EXERCISE DETAILS: Give back every line of the data below exactly.

Items from a data source:
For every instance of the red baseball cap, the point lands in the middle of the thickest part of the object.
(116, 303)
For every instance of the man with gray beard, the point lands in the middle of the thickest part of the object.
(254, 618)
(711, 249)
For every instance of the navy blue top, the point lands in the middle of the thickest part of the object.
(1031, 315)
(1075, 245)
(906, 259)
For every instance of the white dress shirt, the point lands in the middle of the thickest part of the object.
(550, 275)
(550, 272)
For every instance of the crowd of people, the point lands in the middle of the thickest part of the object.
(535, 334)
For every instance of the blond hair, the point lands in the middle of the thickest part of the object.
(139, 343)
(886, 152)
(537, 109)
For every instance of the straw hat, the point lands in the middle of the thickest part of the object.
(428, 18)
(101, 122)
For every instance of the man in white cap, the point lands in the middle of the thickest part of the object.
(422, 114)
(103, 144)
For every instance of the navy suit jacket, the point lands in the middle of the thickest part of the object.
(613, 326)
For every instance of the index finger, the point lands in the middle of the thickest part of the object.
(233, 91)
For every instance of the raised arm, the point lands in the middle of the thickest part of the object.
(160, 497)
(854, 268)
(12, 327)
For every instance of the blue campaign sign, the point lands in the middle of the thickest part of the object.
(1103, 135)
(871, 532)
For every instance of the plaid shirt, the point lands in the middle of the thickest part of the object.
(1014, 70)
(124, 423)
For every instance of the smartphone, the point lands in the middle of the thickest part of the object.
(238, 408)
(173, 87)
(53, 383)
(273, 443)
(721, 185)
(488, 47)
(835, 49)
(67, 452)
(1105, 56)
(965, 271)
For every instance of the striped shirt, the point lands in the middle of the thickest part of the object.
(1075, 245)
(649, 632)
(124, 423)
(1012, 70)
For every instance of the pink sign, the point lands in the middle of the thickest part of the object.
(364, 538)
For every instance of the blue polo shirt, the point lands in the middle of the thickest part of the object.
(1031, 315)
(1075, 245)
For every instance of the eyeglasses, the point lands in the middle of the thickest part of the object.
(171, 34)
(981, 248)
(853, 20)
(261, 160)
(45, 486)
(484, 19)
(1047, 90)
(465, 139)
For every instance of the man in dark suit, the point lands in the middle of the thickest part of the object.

TASK ANSWER:
For every instance of the red baseball cap, the point lands in the middle of the thickest part of the object.
(116, 303)
For every instance of the man with gray beard, the point lands in the middle of the thickest part of the object.
(254, 618)
(711, 249)
For every instance of the navy blue top, the point lands in the middle of the thickest part of the object.
(1031, 315)
(1075, 245)
(906, 259)
For every instance of the white dress shirt, the point lands in the middle of the thickest part of the object.
(550, 275)
(550, 272)
For every instance of the crowd of people, the point lands in the middle of the thickest part of the object.
(535, 334)
For every instance of the blond hair, the point lands in the middle of the thickest part of the object.
(139, 343)
(886, 152)
(537, 109)
For every instance of the straw hat, the point lands in the middle of the thickest part of the object.
(428, 18)
(101, 122)
For every instance of the man in white cap, the point lands in the middle of the thickest part of the object.
(422, 114)
(103, 144)
For every instance of the navy suit jacket, the point lands in the middle of the thickest part of the object.
(613, 326)
For every instance of the index finger, the point lands in the middle of the thickest part of the object.
(233, 91)
For every instance of the raised arm, the point lands in the middle of the thickest part of the object.
(160, 497)
(854, 268)
(12, 327)
For every instance of the blue campaign sign, the point lands in the middle of the thickest part of the object.
(1103, 135)
(871, 532)
For every instance of the plaid shirt, the point lands in the middle of the thickest part of the object.
(1014, 70)
(124, 423)
For every instance of the smartphone, the point lands in the middle of the thickest part of the object.
(238, 408)
(173, 87)
(53, 383)
(273, 443)
(721, 185)
(488, 47)
(835, 49)
(67, 452)
(1105, 56)
(965, 271)
For every instance of the striped shirt, the point lands in the middle of the thickest part of the object.
(1075, 245)
(649, 632)
(124, 423)
(1012, 70)
For every instance of the pink sign, the point lands in the middle of the thickest part of the object.
(364, 538)
For every instance of the blue polo shirt, the point lands in the middle of the thickest part of the object.
(1031, 315)
(1075, 245)
For every instance of the eyeglasses, the point lands in the middle of the thickest part of the object.
(171, 34)
(981, 248)
(853, 20)
(261, 160)
(45, 486)
(484, 19)
(1047, 90)
(465, 139)
For every instance of the man in dark suit, the point lands in the middle of the thickest part of the object.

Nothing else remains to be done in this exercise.